EXTRAIT FOURNI »
------------------------

Or donc, voici le Danemark érigé en modèle
de gestion énergétique. Le petit royaume
nordique dresse des centaines de grandes éoliennes
qui fournissent des kilowattheures d'appoint quand les
vents soufflent avec suffisamment de force. On y taxe
les émissions de gaz carbonique et on y conduit
de bruyantes campagnes de sensibilisation pour économiser
l'énergie.
Cette belle image d'une nation à la pointe du
progrès écologique souffre toutefois de
quelques petites imperfections que l'on s'efforce de
balayer sous le tapis. A commencer par le fait que le
Danemark couvre plus de 90% de ses besoins énergétiques
au moyen de combustibles fossiles. Même l'électricité
y est essentiellement tirée du pétrole
et du charbon.
Or ce pays se glorifie de s'être passé
de nucléaire, qui aurait été pourtant
le seule moyen de réduire de manière importante
les rejets massifs de C02 que génère sa
consommation énergétique. En réalité,
le Danemark figure parmi les plus grands pollueurs de
l'air du continent: les émissions de gaz carbonique
par habitant y sont deux plus fois plus élevées
qu'en Suisse ou en France.
Comment expliquer alors l'engouement des écologistes
helvétiques pour la politique énergétique
de ce pays? Un élément de réponse
réside peut-être dans le dernier scénario
d'abandon du nucléaire en Suisse, présenté
récemment par le collectif CAN, et qui préconise
pour la première fois ouvertement le remplacement
de l'atome par des installations à combustible
fossile.
Et si c'était ça, l'objectif réel
des grandes associations écologistes, c'est-à-dire
la restitution du marché énergétique
mondial aux agents fossiles? En quelque sorte un retour
au 19e siècle? Une question, pour le moins, qui
mérite d'être posée. Mais qui ose
la poser?

------------------------

DONNÉES FOURNIES »
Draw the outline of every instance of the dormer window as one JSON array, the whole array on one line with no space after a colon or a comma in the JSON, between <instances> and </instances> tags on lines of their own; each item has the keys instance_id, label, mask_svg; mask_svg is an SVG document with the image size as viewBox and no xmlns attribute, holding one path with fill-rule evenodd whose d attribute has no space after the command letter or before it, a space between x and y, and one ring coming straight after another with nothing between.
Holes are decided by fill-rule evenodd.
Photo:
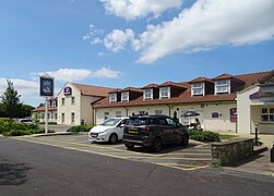
<instances>
[{"instance_id":1,"label":"dormer window","mask_svg":"<svg viewBox=\"0 0 274 196\"><path fill-rule=\"evenodd\" d=\"M159 88L159 98L165 99L165 98L170 98L170 87L165 86Z\"/></svg>"},{"instance_id":2,"label":"dormer window","mask_svg":"<svg viewBox=\"0 0 274 196\"><path fill-rule=\"evenodd\" d=\"M192 96L204 96L204 83L192 84Z\"/></svg>"},{"instance_id":3,"label":"dormer window","mask_svg":"<svg viewBox=\"0 0 274 196\"><path fill-rule=\"evenodd\" d=\"M129 91L121 93L121 100L129 101Z\"/></svg>"},{"instance_id":4,"label":"dormer window","mask_svg":"<svg viewBox=\"0 0 274 196\"><path fill-rule=\"evenodd\" d=\"M117 102L117 94L109 94L109 102Z\"/></svg>"},{"instance_id":5,"label":"dormer window","mask_svg":"<svg viewBox=\"0 0 274 196\"><path fill-rule=\"evenodd\" d=\"M215 82L216 94L230 94L230 79L222 79Z\"/></svg>"},{"instance_id":6,"label":"dormer window","mask_svg":"<svg viewBox=\"0 0 274 196\"><path fill-rule=\"evenodd\" d=\"M153 99L153 89L145 89L144 90L144 100L147 100L147 99Z\"/></svg>"}]
</instances>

------------------------

TÂCHES À RÉALISER »
A: Condensez en une ou deux phrases le paragraphe de l'extrait qui commence par « Cette belle image », sans perdre ses faits essentiels.
B: Actualisez le passage de l'extrait qui va de « Or ce pays se » à « ou en France. », en remplaçant « pollueurs » par « émetteurs ».

CORRIGÉ »
A: L'image du Danemark en pointe du progrès écologique cache des imperfections : le pays couvre plus de 90 % de ses besoins énergétiques au moyen de combustibles fossiles, et même son électricité provient essentiellement du pétrole et du charbon.

B:
Or ce pays se glorifie de s'être passé
de nucléaire, qui aurait été pourtant
le seule moyen de réduire de manière importante
les rejets massifs de C02 que génère sa
consommation énergétique. En réalité,
le Danemark figure parmi les plus grands émetteurs de
l'air du continent: les émissions de gaz carbonique
par habitant y sont deux plus fois plus élevées
qu'en Suisse ou en France.